§ **PROVIDED DATA**
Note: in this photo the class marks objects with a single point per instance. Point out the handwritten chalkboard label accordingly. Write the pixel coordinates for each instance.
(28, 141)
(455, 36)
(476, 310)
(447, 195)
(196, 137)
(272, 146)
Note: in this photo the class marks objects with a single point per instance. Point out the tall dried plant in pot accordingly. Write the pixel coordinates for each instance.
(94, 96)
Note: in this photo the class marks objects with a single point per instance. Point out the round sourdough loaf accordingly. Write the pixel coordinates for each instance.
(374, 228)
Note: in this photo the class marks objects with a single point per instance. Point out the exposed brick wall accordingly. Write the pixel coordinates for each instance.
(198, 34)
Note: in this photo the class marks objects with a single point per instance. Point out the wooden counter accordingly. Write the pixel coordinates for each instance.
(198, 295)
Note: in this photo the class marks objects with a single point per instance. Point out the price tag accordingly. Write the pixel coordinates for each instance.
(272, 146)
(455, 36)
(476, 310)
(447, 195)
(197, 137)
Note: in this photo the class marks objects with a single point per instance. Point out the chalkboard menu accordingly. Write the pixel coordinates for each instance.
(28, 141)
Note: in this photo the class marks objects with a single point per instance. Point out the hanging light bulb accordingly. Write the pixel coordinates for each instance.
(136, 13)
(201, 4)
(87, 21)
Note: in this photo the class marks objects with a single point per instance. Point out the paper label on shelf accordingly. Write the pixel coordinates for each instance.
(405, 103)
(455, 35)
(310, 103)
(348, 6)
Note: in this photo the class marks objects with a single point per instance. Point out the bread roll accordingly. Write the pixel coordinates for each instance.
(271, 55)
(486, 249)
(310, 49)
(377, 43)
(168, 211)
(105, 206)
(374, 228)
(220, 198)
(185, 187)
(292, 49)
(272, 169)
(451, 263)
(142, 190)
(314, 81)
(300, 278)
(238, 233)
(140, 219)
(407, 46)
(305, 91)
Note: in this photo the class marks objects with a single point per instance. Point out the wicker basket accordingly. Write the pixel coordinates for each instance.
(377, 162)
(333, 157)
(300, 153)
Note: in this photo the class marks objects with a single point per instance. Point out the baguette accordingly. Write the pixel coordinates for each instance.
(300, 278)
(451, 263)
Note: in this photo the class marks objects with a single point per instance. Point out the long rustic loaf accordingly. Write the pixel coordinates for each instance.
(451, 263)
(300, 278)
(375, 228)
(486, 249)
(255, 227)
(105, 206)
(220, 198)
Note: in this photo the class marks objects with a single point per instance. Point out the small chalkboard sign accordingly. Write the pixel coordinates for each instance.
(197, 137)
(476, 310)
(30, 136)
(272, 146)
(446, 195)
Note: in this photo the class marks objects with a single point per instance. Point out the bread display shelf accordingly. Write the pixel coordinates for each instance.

§ **WRITTEN REQUEST**
Revise the stretch from the line containing "out the small" through the end of the entries, changing "instance" to "item" and leaving everything else unchanged.

§ **REPLY**
Note: in this photo the class marks objects with a single point per item. Point out the small chalkboard sign accordingly. Write the pixel coordinates for each item.
(197, 137)
(476, 310)
(30, 136)
(272, 146)
(446, 195)
Note: in this photo the class marks objects with a single point per item. Point out the bread display shelf accordingly. Write the pixel coordinates for each item.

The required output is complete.